WHAT IS REQUIRED: Change "instance" to "occurrence" throughout the part of the material that opens with the line containing "the cabinet handle" and runs to the end of the material, and reproduce only that part with nothing else altered.
## START DATASET EXTRACT
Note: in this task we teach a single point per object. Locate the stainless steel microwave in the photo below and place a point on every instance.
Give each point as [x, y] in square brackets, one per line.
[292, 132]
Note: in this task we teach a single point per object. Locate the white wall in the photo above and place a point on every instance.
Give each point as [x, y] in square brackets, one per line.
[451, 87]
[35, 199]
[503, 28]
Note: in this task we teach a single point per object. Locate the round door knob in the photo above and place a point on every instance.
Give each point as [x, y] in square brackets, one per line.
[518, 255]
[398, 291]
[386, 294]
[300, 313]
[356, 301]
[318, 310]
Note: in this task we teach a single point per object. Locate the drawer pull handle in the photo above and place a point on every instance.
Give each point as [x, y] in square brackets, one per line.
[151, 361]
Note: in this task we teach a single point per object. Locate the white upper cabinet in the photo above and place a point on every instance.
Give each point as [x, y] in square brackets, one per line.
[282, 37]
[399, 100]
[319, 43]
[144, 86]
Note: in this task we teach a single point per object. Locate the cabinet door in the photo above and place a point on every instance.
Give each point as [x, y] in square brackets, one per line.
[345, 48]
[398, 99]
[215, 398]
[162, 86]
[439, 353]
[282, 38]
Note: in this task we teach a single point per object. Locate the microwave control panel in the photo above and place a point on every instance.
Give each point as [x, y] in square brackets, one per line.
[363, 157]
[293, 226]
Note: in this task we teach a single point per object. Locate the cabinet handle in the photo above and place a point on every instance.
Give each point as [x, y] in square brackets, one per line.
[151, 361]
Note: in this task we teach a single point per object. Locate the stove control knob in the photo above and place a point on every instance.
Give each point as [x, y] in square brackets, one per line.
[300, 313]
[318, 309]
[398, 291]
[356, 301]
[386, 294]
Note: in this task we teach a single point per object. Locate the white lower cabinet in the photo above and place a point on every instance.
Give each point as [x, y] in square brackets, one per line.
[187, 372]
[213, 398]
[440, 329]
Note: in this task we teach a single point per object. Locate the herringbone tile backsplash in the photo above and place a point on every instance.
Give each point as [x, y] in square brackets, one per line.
## END DATASET EXTRACT
RESPONSE TO THE EXERCISE:
Note: in this task we teach a single point per object. Locate the cabinet handle in the photo above and place a point on every occurrence.
Give each point as [x, y] in square brackets, one per line.
[151, 361]
Note: in this task we teach a single point per object. Locate the stove control knob in the photo above and place a point on every occurrence.
Give each point as [x, y] in square brackets, one per line.
[300, 313]
[318, 309]
[398, 291]
[356, 301]
[386, 294]
Note: in this task we teach a single point per object. Locate the white lower cabinet in the photo above and place a point on every occurrence.
Give each point as [x, y] in square brackets, one per line.
[187, 372]
[213, 398]
[440, 329]
Note: in this task we teach a single point per object. Locate the herringbone tile backsplash in the photo above and place a point on every occurrence.
Give each point as [x, y] in square brackets, one per line.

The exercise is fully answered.